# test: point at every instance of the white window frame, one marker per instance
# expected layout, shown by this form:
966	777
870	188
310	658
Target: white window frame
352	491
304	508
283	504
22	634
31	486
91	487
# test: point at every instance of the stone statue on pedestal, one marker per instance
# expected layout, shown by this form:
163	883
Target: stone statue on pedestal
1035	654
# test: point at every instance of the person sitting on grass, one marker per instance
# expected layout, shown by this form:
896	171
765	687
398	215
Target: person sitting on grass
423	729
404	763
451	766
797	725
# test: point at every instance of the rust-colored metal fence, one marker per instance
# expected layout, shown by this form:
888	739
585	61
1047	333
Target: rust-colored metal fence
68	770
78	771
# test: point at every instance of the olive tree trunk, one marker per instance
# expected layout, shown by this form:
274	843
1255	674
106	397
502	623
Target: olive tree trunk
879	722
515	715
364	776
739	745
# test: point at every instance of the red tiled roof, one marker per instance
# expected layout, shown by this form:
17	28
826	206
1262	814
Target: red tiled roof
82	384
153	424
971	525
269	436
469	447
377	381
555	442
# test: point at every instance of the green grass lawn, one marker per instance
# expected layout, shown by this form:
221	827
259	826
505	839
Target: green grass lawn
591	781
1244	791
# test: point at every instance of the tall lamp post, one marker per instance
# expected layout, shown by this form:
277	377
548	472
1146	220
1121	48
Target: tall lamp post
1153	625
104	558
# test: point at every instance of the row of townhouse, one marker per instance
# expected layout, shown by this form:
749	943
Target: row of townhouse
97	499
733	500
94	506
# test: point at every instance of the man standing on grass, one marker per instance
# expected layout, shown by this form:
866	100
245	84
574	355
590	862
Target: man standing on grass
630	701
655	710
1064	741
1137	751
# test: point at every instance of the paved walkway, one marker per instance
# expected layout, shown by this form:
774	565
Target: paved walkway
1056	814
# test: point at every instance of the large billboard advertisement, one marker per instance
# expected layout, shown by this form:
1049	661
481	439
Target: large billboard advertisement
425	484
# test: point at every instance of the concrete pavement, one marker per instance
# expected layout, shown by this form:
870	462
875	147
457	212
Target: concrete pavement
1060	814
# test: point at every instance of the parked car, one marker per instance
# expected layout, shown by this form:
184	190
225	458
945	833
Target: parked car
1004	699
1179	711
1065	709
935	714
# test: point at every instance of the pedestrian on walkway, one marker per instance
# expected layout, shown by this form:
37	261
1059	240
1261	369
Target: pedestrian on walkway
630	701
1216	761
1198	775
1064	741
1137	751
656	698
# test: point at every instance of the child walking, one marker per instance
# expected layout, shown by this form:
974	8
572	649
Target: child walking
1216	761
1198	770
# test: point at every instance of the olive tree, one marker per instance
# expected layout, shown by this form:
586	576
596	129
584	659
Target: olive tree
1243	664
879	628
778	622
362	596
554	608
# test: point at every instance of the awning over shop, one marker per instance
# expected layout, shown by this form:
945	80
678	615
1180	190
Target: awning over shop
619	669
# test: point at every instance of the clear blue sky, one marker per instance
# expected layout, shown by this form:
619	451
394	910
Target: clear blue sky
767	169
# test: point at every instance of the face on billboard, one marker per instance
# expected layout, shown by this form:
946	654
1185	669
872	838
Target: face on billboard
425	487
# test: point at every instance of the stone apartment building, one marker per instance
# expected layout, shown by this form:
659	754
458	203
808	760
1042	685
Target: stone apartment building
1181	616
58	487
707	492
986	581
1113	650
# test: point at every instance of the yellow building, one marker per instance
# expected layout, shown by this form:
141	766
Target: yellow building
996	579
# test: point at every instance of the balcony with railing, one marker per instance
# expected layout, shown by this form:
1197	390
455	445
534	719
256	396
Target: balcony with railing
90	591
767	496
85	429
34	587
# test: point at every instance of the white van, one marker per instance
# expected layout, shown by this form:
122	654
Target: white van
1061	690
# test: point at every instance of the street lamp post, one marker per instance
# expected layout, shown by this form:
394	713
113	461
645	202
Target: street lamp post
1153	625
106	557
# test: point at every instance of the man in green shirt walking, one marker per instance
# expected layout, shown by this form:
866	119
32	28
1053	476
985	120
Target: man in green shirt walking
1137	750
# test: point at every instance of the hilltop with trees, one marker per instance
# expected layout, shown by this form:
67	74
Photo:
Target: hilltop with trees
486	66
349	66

════════

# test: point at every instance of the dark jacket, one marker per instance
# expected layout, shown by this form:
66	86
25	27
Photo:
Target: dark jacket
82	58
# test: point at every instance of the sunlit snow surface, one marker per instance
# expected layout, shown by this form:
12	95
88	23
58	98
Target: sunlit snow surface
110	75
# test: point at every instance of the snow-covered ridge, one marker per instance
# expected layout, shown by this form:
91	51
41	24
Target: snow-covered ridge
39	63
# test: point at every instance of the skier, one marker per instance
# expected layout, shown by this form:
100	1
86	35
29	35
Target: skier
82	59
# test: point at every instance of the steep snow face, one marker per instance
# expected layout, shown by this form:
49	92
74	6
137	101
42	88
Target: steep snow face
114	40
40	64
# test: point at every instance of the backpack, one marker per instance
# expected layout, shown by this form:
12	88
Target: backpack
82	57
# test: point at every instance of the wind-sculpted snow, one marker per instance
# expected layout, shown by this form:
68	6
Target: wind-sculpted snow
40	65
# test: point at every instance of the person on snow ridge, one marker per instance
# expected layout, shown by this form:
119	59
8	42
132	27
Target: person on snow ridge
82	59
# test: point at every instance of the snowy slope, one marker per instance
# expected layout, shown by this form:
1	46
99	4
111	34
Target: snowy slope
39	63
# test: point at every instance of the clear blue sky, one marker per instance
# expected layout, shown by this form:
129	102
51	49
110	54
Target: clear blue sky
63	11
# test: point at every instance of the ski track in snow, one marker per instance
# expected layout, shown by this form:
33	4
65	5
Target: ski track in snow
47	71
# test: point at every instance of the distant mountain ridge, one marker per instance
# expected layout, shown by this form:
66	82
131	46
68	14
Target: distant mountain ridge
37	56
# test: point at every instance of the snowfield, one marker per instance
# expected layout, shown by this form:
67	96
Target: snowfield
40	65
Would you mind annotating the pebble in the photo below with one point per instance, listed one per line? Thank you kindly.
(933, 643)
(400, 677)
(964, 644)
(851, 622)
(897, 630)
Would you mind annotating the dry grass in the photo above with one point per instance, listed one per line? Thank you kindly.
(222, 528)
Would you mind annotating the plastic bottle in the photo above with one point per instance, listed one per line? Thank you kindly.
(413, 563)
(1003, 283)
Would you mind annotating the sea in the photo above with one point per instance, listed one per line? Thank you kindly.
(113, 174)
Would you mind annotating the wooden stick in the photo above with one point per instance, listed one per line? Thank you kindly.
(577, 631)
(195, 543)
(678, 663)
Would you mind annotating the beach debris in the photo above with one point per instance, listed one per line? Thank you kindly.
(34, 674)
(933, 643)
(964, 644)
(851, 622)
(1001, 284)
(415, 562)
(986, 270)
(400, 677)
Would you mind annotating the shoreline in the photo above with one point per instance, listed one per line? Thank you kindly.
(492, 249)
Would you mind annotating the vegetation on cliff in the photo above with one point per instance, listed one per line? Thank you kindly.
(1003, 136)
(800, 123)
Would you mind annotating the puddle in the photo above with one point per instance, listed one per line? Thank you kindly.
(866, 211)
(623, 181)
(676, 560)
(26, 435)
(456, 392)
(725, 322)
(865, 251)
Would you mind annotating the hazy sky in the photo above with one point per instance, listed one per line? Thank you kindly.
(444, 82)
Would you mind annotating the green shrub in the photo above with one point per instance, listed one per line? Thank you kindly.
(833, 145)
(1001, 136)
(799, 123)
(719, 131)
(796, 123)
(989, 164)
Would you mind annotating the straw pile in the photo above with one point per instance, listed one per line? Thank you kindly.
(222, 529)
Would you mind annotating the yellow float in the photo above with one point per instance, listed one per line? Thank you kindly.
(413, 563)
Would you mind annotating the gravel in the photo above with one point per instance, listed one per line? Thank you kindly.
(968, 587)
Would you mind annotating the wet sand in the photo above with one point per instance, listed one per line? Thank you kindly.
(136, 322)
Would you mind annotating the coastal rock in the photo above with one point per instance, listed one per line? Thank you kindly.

════════

▸ **TASK INSTRUCTIONS**:
The answer is the lines above between the line holding "Target: green grass lawn" and the line holding "# test: point at every instance of the row", inclusive, each written out exactly, and no others.

▸ **TASK RESULT**:
Target: green grass lawn
591	781
1244	791
# test: point at every instance of the tall lamp post, one marker per instance
# expected layout, shown by this form:
277	377
548	472
1146	220
1121	48
Target: tall lamp post
1153	625
104	558
# test: point at every instance of the row of townhouse, one marker per instance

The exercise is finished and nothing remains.